((
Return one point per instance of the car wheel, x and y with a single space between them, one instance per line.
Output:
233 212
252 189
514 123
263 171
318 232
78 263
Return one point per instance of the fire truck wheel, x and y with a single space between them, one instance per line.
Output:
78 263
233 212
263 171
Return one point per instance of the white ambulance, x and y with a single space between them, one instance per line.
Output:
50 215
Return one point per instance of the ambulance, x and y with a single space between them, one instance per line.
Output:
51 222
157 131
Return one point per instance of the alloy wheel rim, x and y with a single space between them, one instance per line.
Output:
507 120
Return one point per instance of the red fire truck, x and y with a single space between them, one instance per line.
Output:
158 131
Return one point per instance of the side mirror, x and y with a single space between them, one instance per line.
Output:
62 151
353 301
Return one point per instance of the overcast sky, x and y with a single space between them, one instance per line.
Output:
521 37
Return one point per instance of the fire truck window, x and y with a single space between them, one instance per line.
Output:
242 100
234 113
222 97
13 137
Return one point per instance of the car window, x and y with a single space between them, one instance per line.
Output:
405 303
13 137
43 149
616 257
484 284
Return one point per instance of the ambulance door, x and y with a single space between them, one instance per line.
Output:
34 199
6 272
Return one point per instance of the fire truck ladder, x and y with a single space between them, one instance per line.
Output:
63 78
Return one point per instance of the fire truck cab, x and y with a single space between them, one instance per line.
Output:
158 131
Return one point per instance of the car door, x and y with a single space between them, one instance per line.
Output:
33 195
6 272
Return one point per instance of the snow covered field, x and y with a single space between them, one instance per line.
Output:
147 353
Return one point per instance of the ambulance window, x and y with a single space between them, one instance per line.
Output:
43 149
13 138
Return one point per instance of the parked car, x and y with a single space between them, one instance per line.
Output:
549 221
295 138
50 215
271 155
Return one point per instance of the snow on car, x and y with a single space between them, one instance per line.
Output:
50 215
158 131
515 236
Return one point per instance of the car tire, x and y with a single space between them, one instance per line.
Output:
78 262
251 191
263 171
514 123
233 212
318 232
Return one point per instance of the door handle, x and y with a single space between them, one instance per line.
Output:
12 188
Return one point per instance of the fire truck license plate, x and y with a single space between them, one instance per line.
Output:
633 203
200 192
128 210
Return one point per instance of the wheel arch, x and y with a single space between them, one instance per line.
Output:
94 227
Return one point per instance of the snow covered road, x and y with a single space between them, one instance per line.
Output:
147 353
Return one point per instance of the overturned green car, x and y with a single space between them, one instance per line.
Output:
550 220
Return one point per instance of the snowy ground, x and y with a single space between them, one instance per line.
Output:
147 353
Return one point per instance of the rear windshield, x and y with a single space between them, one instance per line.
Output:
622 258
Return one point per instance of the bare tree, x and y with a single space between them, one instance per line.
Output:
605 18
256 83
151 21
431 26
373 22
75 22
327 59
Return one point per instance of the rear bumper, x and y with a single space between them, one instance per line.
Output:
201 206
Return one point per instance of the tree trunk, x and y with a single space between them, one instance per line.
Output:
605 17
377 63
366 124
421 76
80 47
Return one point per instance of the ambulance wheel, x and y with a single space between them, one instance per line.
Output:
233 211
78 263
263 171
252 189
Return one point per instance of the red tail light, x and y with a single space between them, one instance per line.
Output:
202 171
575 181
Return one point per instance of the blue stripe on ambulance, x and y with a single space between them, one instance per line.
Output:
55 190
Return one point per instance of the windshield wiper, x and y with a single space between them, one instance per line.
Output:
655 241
))
((
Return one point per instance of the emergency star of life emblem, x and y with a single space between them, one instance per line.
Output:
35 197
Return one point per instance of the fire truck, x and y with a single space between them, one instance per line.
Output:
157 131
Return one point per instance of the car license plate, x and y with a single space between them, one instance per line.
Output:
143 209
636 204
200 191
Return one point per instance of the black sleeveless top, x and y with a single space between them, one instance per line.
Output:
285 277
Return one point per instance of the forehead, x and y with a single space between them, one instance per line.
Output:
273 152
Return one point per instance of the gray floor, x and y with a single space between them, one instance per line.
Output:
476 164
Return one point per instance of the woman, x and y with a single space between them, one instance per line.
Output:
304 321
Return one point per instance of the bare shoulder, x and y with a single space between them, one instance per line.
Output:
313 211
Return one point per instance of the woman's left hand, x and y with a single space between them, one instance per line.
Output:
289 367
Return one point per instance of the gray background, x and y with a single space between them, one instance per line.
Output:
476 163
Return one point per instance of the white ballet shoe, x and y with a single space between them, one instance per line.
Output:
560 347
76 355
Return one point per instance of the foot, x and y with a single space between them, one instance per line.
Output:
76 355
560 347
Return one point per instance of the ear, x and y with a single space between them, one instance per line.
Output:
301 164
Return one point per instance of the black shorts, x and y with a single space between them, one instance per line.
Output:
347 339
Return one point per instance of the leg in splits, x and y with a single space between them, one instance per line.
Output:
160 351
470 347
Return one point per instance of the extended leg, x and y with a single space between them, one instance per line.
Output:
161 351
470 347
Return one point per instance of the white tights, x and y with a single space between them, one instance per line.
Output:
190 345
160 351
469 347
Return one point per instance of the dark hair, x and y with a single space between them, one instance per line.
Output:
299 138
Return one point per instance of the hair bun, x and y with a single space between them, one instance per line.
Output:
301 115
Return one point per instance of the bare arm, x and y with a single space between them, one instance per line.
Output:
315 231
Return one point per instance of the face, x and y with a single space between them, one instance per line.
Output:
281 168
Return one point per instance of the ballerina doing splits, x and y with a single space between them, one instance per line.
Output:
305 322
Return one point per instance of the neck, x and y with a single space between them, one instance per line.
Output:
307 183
))
◆ **Work instructions**:
Copy out in full every row above that contains the word "fire".

◆ **Response**:
Return one point per instance of the fire truck wheel, x and y with a single space between them, one instance per line.
Return one point per instance of the red fire truck, x and y with a single space between them, one instance per line.
Return one point per instance of the fire truck window, x and y with a single space between them, one instance per line.
Return one point per instance of the fire truck ladder, x and y with a single space between them, one instance per line.
Return one point per instance of the fire truck cab, x and y with a single space between them, one instance per line.
Return one point per instance of the fire truck license plate, x and y with a single space between them, one instance per line.
Return one point per instance of the fire truck, x and y with a single space between them, one instance per line.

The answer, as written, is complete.